### Problem statement
Your output must match the data word for word, with every line included.

### Provided data
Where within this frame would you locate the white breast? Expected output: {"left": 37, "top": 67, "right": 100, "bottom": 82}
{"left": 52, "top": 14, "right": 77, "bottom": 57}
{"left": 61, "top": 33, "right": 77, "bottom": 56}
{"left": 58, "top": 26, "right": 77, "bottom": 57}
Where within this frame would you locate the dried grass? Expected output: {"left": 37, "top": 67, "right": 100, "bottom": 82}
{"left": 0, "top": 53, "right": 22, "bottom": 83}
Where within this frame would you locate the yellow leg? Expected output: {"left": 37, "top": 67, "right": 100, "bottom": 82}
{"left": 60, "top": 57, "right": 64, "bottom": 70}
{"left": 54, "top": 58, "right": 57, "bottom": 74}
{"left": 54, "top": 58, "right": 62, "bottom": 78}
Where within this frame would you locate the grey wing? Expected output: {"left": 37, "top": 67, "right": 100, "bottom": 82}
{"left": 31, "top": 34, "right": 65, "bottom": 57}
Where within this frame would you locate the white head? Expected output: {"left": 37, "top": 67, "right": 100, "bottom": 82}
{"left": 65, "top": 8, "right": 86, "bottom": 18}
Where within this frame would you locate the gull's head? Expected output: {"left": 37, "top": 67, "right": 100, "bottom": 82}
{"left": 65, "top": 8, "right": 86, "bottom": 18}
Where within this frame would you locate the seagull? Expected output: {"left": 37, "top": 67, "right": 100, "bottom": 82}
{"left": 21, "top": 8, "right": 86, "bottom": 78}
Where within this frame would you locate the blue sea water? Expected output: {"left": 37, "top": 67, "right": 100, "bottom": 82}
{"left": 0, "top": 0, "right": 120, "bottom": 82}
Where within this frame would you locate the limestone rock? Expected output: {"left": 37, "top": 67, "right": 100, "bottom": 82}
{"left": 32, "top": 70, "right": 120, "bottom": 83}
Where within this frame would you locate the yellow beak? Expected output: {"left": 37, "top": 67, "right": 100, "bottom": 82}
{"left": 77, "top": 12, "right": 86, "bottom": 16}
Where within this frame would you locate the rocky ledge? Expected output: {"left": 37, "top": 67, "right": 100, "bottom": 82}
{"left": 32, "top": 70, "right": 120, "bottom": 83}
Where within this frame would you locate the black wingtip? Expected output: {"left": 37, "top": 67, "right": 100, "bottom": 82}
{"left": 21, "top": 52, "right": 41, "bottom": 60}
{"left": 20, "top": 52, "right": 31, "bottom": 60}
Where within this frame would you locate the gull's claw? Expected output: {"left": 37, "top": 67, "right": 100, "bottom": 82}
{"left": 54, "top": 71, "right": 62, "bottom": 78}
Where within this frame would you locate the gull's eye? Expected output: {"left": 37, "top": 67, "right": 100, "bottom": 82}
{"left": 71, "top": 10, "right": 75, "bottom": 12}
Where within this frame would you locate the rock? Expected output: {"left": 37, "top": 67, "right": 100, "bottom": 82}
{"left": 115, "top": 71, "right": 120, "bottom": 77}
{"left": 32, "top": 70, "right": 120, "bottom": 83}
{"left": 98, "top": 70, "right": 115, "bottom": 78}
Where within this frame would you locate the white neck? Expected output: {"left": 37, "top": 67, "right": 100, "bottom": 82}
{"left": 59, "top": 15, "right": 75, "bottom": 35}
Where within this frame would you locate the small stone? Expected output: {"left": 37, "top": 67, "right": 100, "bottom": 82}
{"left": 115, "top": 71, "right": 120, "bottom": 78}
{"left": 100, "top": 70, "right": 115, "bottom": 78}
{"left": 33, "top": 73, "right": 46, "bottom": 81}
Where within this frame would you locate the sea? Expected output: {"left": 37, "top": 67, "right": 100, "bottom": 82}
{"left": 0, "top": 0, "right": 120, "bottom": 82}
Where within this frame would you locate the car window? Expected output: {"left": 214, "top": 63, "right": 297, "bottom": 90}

### Answer section
Where within this frame would you locate the white breast? Expected output: {"left": 37, "top": 67, "right": 100, "bottom": 82}
{"left": 52, "top": 14, "right": 77, "bottom": 57}
{"left": 61, "top": 33, "right": 77, "bottom": 56}
{"left": 58, "top": 26, "right": 77, "bottom": 57}
Where within this frame would you locate the dried grass? Expected output: {"left": 37, "top": 67, "right": 100, "bottom": 82}
{"left": 0, "top": 53, "right": 22, "bottom": 83}
Where within this frame would you locate the yellow leg? Expected output: {"left": 37, "top": 67, "right": 100, "bottom": 82}
{"left": 60, "top": 57, "right": 64, "bottom": 70}
{"left": 54, "top": 58, "right": 57, "bottom": 74}
{"left": 54, "top": 58, "right": 62, "bottom": 78}
Where within this frame would you locate the grey wing? Expected output: {"left": 37, "top": 67, "right": 100, "bottom": 82}
{"left": 31, "top": 34, "right": 65, "bottom": 57}
Where within this frame would you locate the white head? Expected output: {"left": 37, "top": 67, "right": 100, "bottom": 82}
{"left": 65, "top": 8, "right": 86, "bottom": 18}
Where within this frame would you locate the gull's head? Expected output: {"left": 37, "top": 67, "right": 100, "bottom": 82}
{"left": 65, "top": 8, "right": 86, "bottom": 18}
Where within this frame would you locate the seagull? Expected output: {"left": 37, "top": 67, "right": 100, "bottom": 82}
{"left": 21, "top": 8, "right": 86, "bottom": 78}
Where within this frame would you locate the blue sea water? Expected output: {"left": 37, "top": 67, "right": 100, "bottom": 82}
{"left": 0, "top": 0, "right": 120, "bottom": 82}
Where within this frame would you locate the limestone rock? Expected output: {"left": 37, "top": 67, "right": 100, "bottom": 82}
{"left": 32, "top": 70, "right": 120, "bottom": 83}
Where within this frame would you locate the yellow beak? Expected output: {"left": 37, "top": 67, "right": 100, "bottom": 82}
{"left": 77, "top": 12, "right": 86, "bottom": 16}
Where within this frame would you locate the rocky ledge? Expected output: {"left": 37, "top": 67, "right": 100, "bottom": 82}
{"left": 32, "top": 70, "right": 120, "bottom": 83}
Where within this frame would you locate the black wingtip? Expected output: {"left": 37, "top": 67, "right": 100, "bottom": 82}
{"left": 21, "top": 52, "right": 41, "bottom": 60}
{"left": 20, "top": 52, "right": 31, "bottom": 60}
Where within this frame would you locate the gull's claw? Expected output: {"left": 37, "top": 67, "right": 100, "bottom": 82}
{"left": 54, "top": 71, "right": 62, "bottom": 78}
Where within this frame would you locate the gull's eye? Expected output: {"left": 37, "top": 67, "right": 100, "bottom": 82}
{"left": 71, "top": 10, "right": 75, "bottom": 12}
Where within this frame would you locate the rock? Expected output: {"left": 37, "top": 67, "right": 100, "bottom": 82}
{"left": 115, "top": 71, "right": 120, "bottom": 77}
{"left": 32, "top": 70, "right": 120, "bottom": 83}
{"left": 98, "top": 70, "right": 115, "bottom": 78}
Where within this frame would you locate the white neck? Expected output: {"left": 37, "top": 67, "right": 100, "bottom": 82}
{"left": 59, "top": 15, "right": 75, "bottom": 35}
Where within this frame would you locate the small stone? Expected output: {"left": 37, "top": 67, "right": 100, "bottom": 82}
{"left": 115, "top": 71, "right": 120, "bottom": 78}
{"left": 100, "top": 70, "right": 115, "bottom": 78}
{"left": 33, "top": 73, "right": 46, "bottom": 81}
Where within this frame would you locate the sea? Expected output: {"left": 37, "top": 67, "right": 100, "bottom": 82}
{"left": 0, "top": 0, "right": 120, "bottom": 82}
Where within this frame would you locate the car window? Expected output: {"left": 214, "top": 63, "right": 297, "bottom": 90}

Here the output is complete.